## WHAT IS BEING ASKED
Somewhere below is a line with "Where can the tree trunk" and, later, a line with "Where can the green tree"; repeat those two lines and all the lines between them, exactly as they are.
____ EXTRACTED ENTRIES
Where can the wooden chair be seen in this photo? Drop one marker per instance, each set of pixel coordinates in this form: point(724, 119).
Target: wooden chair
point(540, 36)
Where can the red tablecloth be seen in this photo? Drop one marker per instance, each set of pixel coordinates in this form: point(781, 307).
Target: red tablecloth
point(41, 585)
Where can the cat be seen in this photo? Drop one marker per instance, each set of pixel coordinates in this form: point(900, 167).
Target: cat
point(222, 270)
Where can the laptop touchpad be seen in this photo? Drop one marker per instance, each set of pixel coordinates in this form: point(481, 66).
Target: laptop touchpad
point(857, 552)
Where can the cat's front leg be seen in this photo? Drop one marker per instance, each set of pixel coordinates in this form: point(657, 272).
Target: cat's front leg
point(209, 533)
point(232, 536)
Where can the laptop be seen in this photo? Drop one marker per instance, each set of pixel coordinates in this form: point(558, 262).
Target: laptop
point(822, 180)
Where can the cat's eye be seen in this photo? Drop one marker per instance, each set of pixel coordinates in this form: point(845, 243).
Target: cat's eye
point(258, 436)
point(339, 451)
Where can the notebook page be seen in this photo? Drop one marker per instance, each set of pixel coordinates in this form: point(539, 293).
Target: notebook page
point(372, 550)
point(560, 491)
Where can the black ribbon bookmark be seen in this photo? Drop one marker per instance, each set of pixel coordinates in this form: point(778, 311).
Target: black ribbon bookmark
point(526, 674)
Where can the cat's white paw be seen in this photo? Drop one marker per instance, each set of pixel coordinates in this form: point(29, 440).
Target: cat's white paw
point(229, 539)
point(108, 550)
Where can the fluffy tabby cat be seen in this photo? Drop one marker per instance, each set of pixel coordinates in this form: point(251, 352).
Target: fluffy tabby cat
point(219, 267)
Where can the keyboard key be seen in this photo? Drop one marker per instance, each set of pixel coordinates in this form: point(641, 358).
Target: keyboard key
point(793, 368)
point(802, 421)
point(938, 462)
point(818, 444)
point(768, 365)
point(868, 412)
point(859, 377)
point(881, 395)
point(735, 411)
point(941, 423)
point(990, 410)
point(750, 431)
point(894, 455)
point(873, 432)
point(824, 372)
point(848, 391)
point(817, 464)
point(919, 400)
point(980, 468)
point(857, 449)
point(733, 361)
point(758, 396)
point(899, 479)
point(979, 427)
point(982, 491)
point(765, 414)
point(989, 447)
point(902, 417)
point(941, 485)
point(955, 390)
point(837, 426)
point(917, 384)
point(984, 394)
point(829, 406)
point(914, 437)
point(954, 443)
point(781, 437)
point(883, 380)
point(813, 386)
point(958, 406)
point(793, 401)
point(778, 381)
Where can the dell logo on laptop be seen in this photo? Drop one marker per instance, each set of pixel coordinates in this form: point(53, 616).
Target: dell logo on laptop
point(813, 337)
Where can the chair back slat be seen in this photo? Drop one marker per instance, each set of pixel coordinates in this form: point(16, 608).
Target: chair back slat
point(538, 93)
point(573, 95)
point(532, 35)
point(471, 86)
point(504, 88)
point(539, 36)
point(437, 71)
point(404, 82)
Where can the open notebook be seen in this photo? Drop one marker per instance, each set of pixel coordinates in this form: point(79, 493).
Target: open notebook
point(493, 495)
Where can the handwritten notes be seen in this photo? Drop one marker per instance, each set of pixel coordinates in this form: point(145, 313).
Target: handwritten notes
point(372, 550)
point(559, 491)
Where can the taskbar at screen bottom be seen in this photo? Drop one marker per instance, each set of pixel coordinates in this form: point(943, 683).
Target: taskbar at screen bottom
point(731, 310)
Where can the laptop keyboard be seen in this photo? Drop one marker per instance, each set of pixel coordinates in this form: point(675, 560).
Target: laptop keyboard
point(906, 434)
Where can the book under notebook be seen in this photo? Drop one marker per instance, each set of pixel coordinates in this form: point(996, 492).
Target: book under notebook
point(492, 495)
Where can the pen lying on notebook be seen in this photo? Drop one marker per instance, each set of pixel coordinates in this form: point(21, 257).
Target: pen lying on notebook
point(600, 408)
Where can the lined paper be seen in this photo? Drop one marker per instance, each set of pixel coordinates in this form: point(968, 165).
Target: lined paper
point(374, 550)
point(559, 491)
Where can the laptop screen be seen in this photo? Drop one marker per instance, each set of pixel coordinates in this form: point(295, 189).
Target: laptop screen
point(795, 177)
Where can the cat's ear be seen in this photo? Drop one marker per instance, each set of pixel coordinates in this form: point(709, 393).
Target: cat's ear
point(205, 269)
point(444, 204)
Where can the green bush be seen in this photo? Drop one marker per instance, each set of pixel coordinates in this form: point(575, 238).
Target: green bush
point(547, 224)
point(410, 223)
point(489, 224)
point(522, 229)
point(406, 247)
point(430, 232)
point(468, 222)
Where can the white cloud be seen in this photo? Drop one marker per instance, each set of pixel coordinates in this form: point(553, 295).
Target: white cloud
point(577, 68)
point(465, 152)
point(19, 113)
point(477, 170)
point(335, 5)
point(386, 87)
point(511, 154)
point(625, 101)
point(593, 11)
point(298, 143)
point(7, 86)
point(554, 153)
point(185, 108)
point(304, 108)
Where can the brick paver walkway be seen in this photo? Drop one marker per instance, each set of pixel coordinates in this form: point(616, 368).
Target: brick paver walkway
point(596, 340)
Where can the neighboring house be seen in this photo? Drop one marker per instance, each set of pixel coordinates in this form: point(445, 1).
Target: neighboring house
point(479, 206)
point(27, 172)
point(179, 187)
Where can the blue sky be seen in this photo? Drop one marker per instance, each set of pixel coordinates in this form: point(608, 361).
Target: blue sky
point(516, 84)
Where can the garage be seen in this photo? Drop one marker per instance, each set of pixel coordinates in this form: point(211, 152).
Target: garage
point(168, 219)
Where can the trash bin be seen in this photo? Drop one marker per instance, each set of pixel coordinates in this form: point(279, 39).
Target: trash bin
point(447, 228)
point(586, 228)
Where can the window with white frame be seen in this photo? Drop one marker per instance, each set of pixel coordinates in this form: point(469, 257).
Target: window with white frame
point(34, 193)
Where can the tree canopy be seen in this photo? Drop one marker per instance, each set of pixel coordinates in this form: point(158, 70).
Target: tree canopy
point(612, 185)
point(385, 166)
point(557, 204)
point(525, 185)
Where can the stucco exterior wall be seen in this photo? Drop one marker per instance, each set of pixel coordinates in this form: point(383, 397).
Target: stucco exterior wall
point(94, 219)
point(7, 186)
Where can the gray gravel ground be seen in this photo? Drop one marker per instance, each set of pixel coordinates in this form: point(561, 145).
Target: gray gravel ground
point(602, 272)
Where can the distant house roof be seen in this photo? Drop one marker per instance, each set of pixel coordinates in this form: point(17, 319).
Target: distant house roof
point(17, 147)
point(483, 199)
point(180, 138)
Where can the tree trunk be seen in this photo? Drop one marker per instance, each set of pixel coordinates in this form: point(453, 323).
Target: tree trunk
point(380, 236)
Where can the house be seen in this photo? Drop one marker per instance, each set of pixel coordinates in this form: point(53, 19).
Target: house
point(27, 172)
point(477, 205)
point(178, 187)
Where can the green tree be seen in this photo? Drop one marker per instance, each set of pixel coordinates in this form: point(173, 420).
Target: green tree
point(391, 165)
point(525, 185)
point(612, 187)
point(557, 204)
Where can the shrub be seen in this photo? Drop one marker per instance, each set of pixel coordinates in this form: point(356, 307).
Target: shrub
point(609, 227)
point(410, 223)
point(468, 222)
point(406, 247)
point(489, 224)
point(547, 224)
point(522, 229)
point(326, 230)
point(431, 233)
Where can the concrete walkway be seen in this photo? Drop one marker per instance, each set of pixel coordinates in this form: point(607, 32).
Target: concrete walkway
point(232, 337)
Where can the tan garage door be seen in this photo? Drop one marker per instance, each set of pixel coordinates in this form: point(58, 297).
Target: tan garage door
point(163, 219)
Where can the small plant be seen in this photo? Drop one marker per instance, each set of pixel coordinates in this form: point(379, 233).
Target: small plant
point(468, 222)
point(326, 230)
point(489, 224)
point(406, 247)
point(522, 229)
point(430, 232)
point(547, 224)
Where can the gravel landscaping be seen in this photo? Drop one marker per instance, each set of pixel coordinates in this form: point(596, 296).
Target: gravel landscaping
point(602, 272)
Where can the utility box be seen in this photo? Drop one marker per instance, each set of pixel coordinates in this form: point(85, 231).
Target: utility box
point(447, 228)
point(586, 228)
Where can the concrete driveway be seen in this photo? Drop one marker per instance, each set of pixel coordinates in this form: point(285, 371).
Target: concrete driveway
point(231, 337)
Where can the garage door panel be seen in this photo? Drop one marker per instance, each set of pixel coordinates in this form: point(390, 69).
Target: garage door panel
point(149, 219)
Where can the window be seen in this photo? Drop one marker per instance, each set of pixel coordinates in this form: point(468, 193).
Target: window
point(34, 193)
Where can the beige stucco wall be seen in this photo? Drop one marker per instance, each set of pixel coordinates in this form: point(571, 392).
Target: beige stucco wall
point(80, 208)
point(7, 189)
________
## FINISHED TASK
Where can the tree trunk be seen in this photo? Drop one marker per instance, each set of pixel coordinates in this form: point(453, 323).
Target: tree trunk
point(380, 236)
Where can the house be seen in this photo? Drop one marker per instance, each set of pixel coordinates in this form: point(53, 19).
Target: house
point(27, 172)
point(477, 205)
point(178, 187)
Where can the green tree be seen in this photo? Drop one marker per instance, each set of pixel coordinates in this form: point(173, 420).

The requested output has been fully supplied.